What to do >> Put every line of the records below into a numbered list, skipping blank lines and leaving out the pictures.

###

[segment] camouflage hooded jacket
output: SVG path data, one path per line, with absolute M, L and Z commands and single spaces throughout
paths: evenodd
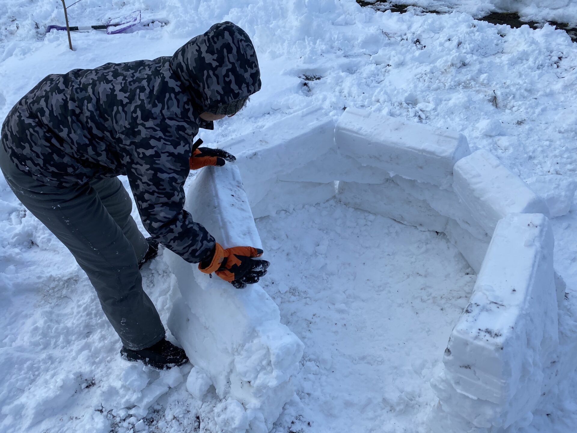
M 12 109 L 1 144 L 23 171 L 68 186 L 128 177 L 148 232 L 191 263 L 214 238 L 183 209 L 193 139 L 203 111 L 260 89 L 242 29 L 215 24 L 171 57 L 48 75 Z

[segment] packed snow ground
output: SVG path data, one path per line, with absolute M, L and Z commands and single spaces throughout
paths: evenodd
M 574 7 L 557 3 L 567 13 Z M 74 33 L 70 51 L 65 33 L 42 30 L 62 23 L 59 2 L 38 3 L 0 5 L 0 118 L 48 73 L 170 55 L 230 20 L 253 39 L 263 89 L 238 115 L 203 132 L 207 144 L 310 104 L 335 117 L 357 107 L 460 131 L 472 150 L 489 150 L 523 178 L 577 177 L 577 46 L 550 27 L 511 29 L 460 12 L 383 13 L 353 0 L 234 6 L 84 0 L 70 9 L 71 24 L 137 9 L 154 23 L 126 35 Z M 442 236 L 372 217 L 331 201 L 257 221 L 272 262 L 265 289 L 306 346 L 279 433 L 427 431 L 428 381 L 474 276 Z M 577 297 L 575 202 L 552 223 L 556 266 L 571 301 Z M 156 260 L 143 277 L 166 322 L 167 267 Z M 0 288 L 2 431 L 212 432 L 234 424 L 234 413 L 213 394 L 200 401 L 188 393 L 189 366 L 158 373 L 119 359 L 119 342 L 85 275 L 3 178 Z M 574 374 L 544 397 L 529 427 L 512 431 L 572 432 L 576 390 Z M 147 403 L 148 415 L 133 409 Z

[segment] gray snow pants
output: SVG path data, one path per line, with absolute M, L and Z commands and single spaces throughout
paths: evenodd
M 88 275 L 124 346 L 137 350 L 161 340 L 164 328 L 143 290 L 138 265 L 148 244 L 130 216 L 132 201 L 122 182 L 115 177 L 49 186 L 14 167 L 1 145 L 0 168 L 18 199 Z

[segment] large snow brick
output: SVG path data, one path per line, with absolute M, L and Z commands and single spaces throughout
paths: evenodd
M 441 215 L 456 221 L 475 237 L 481 240 L 486 239 L 485 229 L 475 220 L 469 208 L 459 201 L 454 191 L 441 189 L 432 184 L 405 179 L 400 176 L 394 176 L 392 179 L 413 197 L 425 200 Z
M 203 169 L 185 207 L 224 248 L 261 248 L 237 167 Z M 164 258 L 182 296 L 168 318 L 170 331 L 218 395 L 244 405 L 249 431 L 269 430 L 293 395 L 302 343 L 280 323 L 278 307 L 258 285 L 237 290 L 168 250 Z
M 326 153 L 334 142 L 332 118 L 321 107 L 311 107 L 219 147 L 237 157 L 243 181 L 251 184 L 305 165 Z
M 453 182 L 453 166 L 470 154 L 463 134 L 349 108 L 339 119 L 339 151 L 361 164 L 441 188 Z
M 362 165 L 354 158 L 340 155 L 333 148 L 316 159 L 286 174 L 281 174 L 279 180 L 290 182 L 319 182 L 328 183 L 333 181 L 358 182 L 360 184 L 382 184 L 389 178 L 383 170 L 368 165 Z
M 577 189 L 577 180 L 560 174 L 548 174 L 533 176 L 525 182 L 543 197 L 552 218 L 563 216 L 569 212 Z
M 463 158 L 455 165 L 454 172 L 455 192 L 489 235 L 509 214 L 549 216 L 544 200 L 486 150 Z
M 245 188 L 255 218 L 273 215 L 277 211 L 290 210 L 299 205 L 324 203 L 334 197 L 335 193 L 334 181 L 320 184 L 271 180 Z
M 426 201 L 415 199 L 391 179 L 381 184 L 339 182 L 337 198 L 351 207 L 388 216 L 422 230 L 443 232 L 448 221 Z
M 558 344 L 553 244 L 541 214 L 499 222 L 432 382 L 445 412 L 506 428 L 534 409 Z
M 445 234 L 460 252 L 476 274 L 481 270 L 491 238 L 485 233 L 481 238 L 474 236 L 454 219 L 449 219 Z

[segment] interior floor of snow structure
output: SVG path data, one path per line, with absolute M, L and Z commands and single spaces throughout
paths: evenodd
M 271 262 L 262 285 L 305 347 L 300 401 L 285 406 L 277 431 L 422 425 L 436 401 L 429 380 L 476 279 L 456 248 L 334 200 L 257 227 Z

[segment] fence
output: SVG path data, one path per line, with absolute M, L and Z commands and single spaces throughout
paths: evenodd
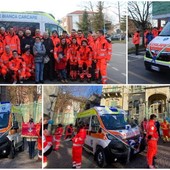
M 42 103 L 29 103 L 29 104 L 20 104 L 19 106 L 12 106 L 12 113 L 21 114 L 24 122 L 28 122 L 30 118 L 34 119 L 34 122 L 37 123 L 42 117 Z

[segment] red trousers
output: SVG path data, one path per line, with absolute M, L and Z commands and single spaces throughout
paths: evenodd
M 102 84 L 106 84 L 107 81 L 107 62 L 106 59 L 99 59 L 96 63 L 96 78 L 99 78 L 99 72 L 102 77 Z
M 58 150 L 60 147 L 61 135 L 55 135 L 55 150 Z
M 82 146 L 73 146 L 72 147 L 72 161 L 73 161 L 74 168 L 81 168 L 82 151 L 83 151 Z
M 147 162 L 148 165 L 153 165 L 153 158 L 157 153 L 157 140 L 148 141 Z

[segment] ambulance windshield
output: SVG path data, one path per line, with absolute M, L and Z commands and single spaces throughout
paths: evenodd
M 9 113 L 8 112 L 4 112 L 4 113 L 0 113 L 0 129 L 2 128 L 6 128 L 8 126 L 8 122 L 9 122 Z
M 168 22 L 161 33 L 159 34 L 160 36 L 170 36 L 170 22 Z
M 123 114 L 103 114 L 101 119 L 107 130 L 125 129 L 125 125 L 128 124 Z

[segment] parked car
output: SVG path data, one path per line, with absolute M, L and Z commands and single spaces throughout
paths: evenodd
M 111 36 L 111 40 L 114 41 L 114 40 L 124 40 L 125 39 L 125 35 L 124 34 L 113 34 Z

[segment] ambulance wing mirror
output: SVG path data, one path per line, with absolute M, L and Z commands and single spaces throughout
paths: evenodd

###

Final answer >>
1. [segment] camouflage hooded jacket
2. output: SVG path data, one path per line, with absolute M, L and Z commands and single spaces throughout
3. paths: evenodd
4. M 12 109 L 1 144 L 23 171 L 68 186 L 128 177 L 148 232 L 191 263 L 214 238 L 183 209 L 193 139 L 203 111 L 260 89 L 242 29 L 215 24 L 171 57 L 48 75 Z
5. [segment] packed snow ground
6. output: SVG path data, one path per line, with absolute M, L and Z commands and single spaces throughout
7. paths: evenodd
8. M 574 7 L 557 3 L 567 13 Z M 74 33 L 70 51 L 65 33 L 42 30 L 62 23 L 59 2 L 38 3 L 0 5 L 0 118 L 48 73 L 170 55 L 230 20 L 253 39 L 263 89 L 238 115 L 203 132 L 207 144 L 310 104 L 335 117 L 357 107 L 460 131 L 472 150 L 489 150 L 523 178 L 577 177 L 577 46 L 550 27 L 511 29 L 460 12 L 383 13 L 353 0 L 234 6 L 84 0 L 70 9 L 71 24 L 137 9 L 154 23 L 126 35 Z M 442 236 L 372 217 L 331 201 L 257 221 L 272 262 L 265 289 L 306 346 L 279 433 L 427 431 L 428 381 L 474 276 Z M 577 297 L 575 202 L 552 223 L 556 266 L 571 301 Z M 156 260 L 143 277 L 166 322 L 167 267 Z M 0 288 L 2 431 L 212 432 L 234 424 L 234 413 L 213 394 L 200 401 L 188 393 L 189 366 L 158 373 L 119 359 L 119 342 L 85 275 L 3 178 Z M 574 374 L 544 397 L 529 427 L 512 431 L 572 432 L 576 390 Z M 147 403 L 148 415 L 133 409 Z
9. [segment] gray snow pants
10. output: SVG path data, one path per line, with absolute M, L and Z commands and single spaces throughout
11. paths: evenodd
12. M 88 275 L 124 346 L 137 350 L 161 340 L 164 328 L 143 290 L 138 265 L 148 244 L 130 216 L 132 201 L 122 182 L 115 177 L 49 186 L 14 167 L 1 145 L 0 168 L 18 199 Z
13. [segment] large snow brick
14. output: SVG path data, one path per line, with absolute M, L and Z commands and single spaces throughout
15. paths: evenodd
16. M 441 215 L 456 221 L 475 237 L 481 240 L 486 239 L 485 229 L 475 220 L 469 208 L 459 201 L 454 191 L 441 189 L 432 184 L 405 179 L 400 176 L 394 176 L 392 179 L 413 197 L 425 200 Z
17. M 203 169 L 185 207 L 224 248 L 261 248 L 237 167 Z M 164 258 L 182 296 L 168 318 L 170 331 L 218 395 L 244 405 L 249 431 L 269 430 L 293 395 L 302 343 L 280 323 L 278 307 L 258 285 L 237 290 L 168 250 Z
18. M 326 153 L 334 142 L 332 118 L 321 107 L 311 107 L 219 147 L 237 157 L 243 181 L 251 184 L 305 165 Z
19. M 453 182 L 453 166 L 470 154 L 463 134 L 349 108 L 339 119 L 339 151 L 361 164 L 441 188 Z
20. M 362 165 L 354 158 L 340 155 L 333 148 L 316 159 L 286 174 L 281 174 L 279 180 L 290 182 L 319 182 L 328 183 L 333 181 L 358 182 L 360 184 L 382 184 L 389 178 L 383 170 L 368 165 Z
21. M 577 189 L 577 180 L 560 174 L 548 174 L 533 176 L 525 182 L 543 197 L 552 218 L 563 216 L 569 212 Z
22. M 463 158 L 455 165 L 454 172 L 455 192 L 489 235 L 509 214 L 549 216 L 544 200 L 486 150 Z
23. M 245 188 L 255 218 L 273 215 L 277 211 L 290 210 L 299 205 L 324 203 L 334 197 L 335 193 L 334 181 L 320 184 L 271 180 Z
24. M 426 201 L 415 199 L 391 179 L 381 184 L 339 182 L 337 198 L 351 207 L 388 216 L 422 230 L 443 232 L 448 221 Z
25. M 558 344 L 553 244 L 541 214 L 499 222 L 432 382 L 445 412 L 506 428 L 534 409 Z
26. M 445 234 L 460 252 L 476 274 L 481 270 L 491 238 L 485 233 L 481 238 L 474 236 L 454 219 L 449 219 Z
27. [segment] interior floor of snow structure
28. output: SVG path data, one path per line, with absolute M, L and Z commands and single spaces throughout
29. paths: evenodd
30. M 271 262 L 262 285 L 305 347 L 300 401 L 285 406 L 277 431 L 422 425 L 436 401 L 429 380 L 476 279 L 456 248 L 334 200 L 257 227 Z
31. [segment] fence
32. output: SVG path data, one path per line, with absolute M, L and Z commands and single spaces throughout
33. paths: evenodd
34. M 42 103 L 29 103 L 29 104 L 20 104 L 19 106 L 12 106 L 12 113 L 21 114 L 24 122 L 28 122 L 30 118 L 34 119 L 34 122 L 37 123 L 42 117 Z
35. [segment] red trousers
36. output: SVG path data, one path per line, with absolute M, L and Z commands and single spaces throughout
37. paths: evenodd
38. M 102 84 L 106 84 L 107 81 L 107 62 L 106 59 L 99 59 L 96 63 L 96 78 L 99 78 L 99 72 L 102 77 Z
39. M 58 150 L 60 147 L 61 135 L 55 135 L 55 150 Z
40. M 82 146 L 73 146 L 72 147 L 72 161 L 73 161 L 74 168 L 81 168 L 82 151 L 83 151 Z
41. M 147 162 L 148 165 L 153 165 L 153 158 L 157 153 L 157 140 L 148 141 Z
42. [segment] ambulance windshield
43. output: SVG path data, one path per line, with absolute M, L and Z commands and single spaces throughout
44. paths: evenodd
45. M 9 113 L 8 112 L 4 112 L 4 113 L 0 113 L 0 129 L 2 128 L 6 128 L 8 126 L 8 122 L 9 122 Z
46. M 168 22 L 161 33 L 159 34 L 160 36 L 170 36 L 170 22 Z
47. M 123 114 L 103 114 L 101 119 L 107 130 L 125 129 L 125 125 L 128 124 Z
48. [segment] parked car
49. output: SVG path data, one path per line, with absolute M, L and Z commands and single spaces throughout
50. paths: evenodd
51. M 111 36 L 111 40 L 114 41 L 114 40 L 124 40 L 125 39 L 125 35 L 124 34 L 113 34 Z
52. [segment] ambulance wing mirror
53. output: SVG path data, one path per line, with absolute M, L and Z commands and single spaces throughout
54. paths: evenodd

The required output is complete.